_О задании_:
Воспроизведите часть текста о Зазеркалье с заменой «диссиденты» на «инакомыслящие». Начните со слов «Когда Тролль отошёл» и остановитесь после слов «холодным ветром свободе.».

_Текст_:
Итак, Зазеркалье попыталось жить собственной, независимой как от Тролля, так и от обычного здравого смысла, жизнью — если таковой можно считать гальванические судороги кадавра. Тень вырвалась на свободу и сразу решила установить где её прирождённое место. А ведь в первой трети века ей достаточно наглядно показали «что такое хорошо и что такое плохо», подкрепив демонстрацию убедительными примерами. Те в зазеркалье, кто выжили, научились лизать, кто за страх, а кто и за совесть. Даже вылизывание Тролля может стать предметом прикладного искусства — тут главное найти для себя подходящее оправдание: мол, если не я, то кто же; или — лучше я, чем кто-нибудь другой; или — настоящий мастер и здесь найдёт место для творчества, может быть, в конце концов, Тролль под нашим воздействием переродится, скажем в горного оленя или в белого медведя (?); или — главное, чтобы не было войны и т. д. И, как уж принято, не было этим лизунам «числа и клички».

С другой стороны, была небольшая, но достаточно мощная группа, последовательно отрицавшая коллаборационизм первой и вслух утверждавшая, что то, что у нас есть — Тролль и никаким вылизываниями его в белого лебедя не превратить, что дурно-де лизать Тролля и т. п. Ну и как водится, были третьи, предлагавшие: «А давайте представим себе, что Тролля нет вообще или что для наших размышлений он никакой роли не играет!»

Когда Тролль отошёл в мир иной (интересно, а что является миром иным для Тролля, если он всё же не понарошку смертен?), все три составные части Зазеркалья остались в полнейшем недоумении; для первых во всём гнусном критическом реализме встал вопрос: кто же будет теперь кормить, холить и лелеять — исчез ведь не просто Тролль как объект вылизывания, а смысл жизни! Аналогично подрастерялись и диссиденты — бороться—то уже не с кем, а что делать после борьбы они как-то не часто задумывались, не очень-то и в победу верилось. Даже третьи, божьи одуванчики, всполошились: «Мы ведь только предполагали , что тролля нет». Одно дело кажущееся отсутствие тюремных стен, а другое — реальное пробуждение на пронизанной холодным ветром свободе.

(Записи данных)

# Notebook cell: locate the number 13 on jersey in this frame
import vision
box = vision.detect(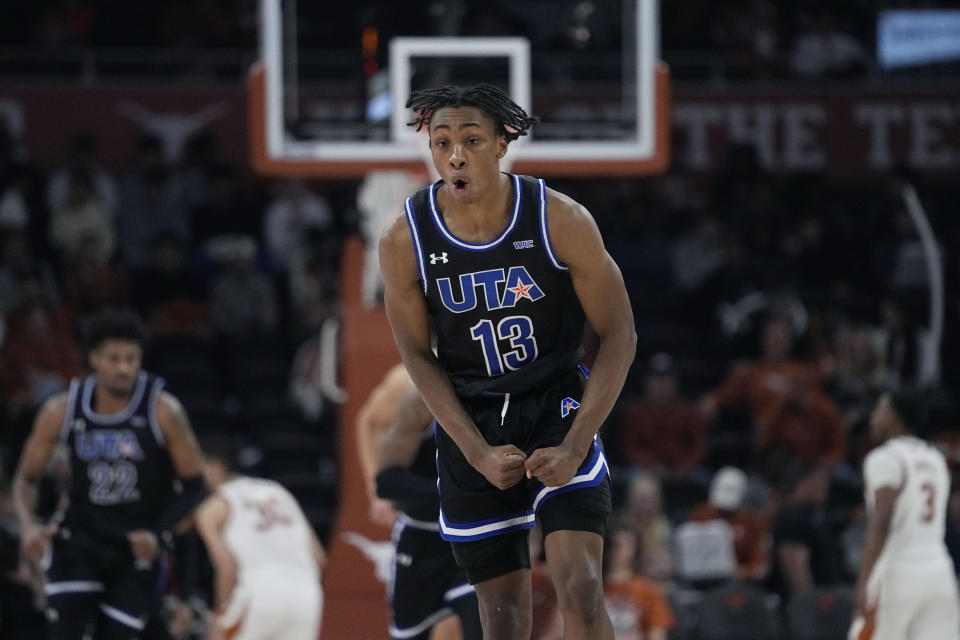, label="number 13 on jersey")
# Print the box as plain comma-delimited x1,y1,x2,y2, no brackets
470,316,537,376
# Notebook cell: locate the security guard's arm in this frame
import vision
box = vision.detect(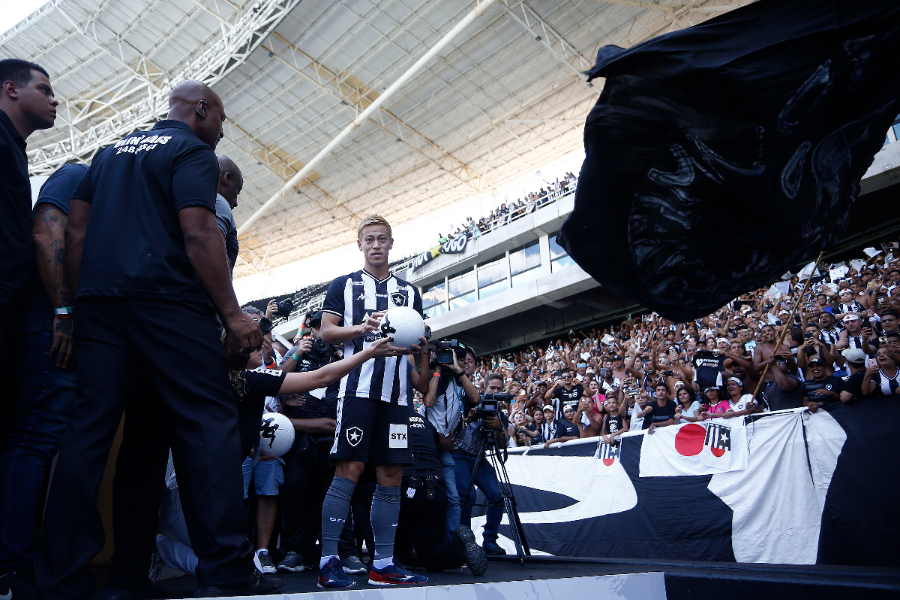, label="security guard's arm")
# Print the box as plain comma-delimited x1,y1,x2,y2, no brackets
278,338,393,394
410,337,432,396
291,417,337,434
319,312,383,344
66,198,91,308
422,371,441,408
178,206,262,351
32,204,72,368
450,352,481,408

_Результат задания_:
Когда Тролль отошёл в мир иной (интересно, а что является миром иным для Тролля, если он всё же не понарошку смертен?), все три составные части Зазеркалья остались в полнейшем недоумении; для первых во всём гнусном критическом реализме встал вопрос: кто же будет теперь кормить, холить и лелеять — исчез ведь не просто Тролль как объект вылизывания, а смысл жизни! Аналогично подрастерялись и инакомыслящие — бороться—то уже не с кем, а что делать после борьбы они как-то не часто задумывались, не очень-то и в победу верилось. Даже третьи, божьи одуванчики, всполошились: «Мы ведь только предполагали , что тролля нет». Одно дело кажущееся отсутствие тюремных стен, а другое — реальное пробуждение на пронизанной холодным ветром свободе.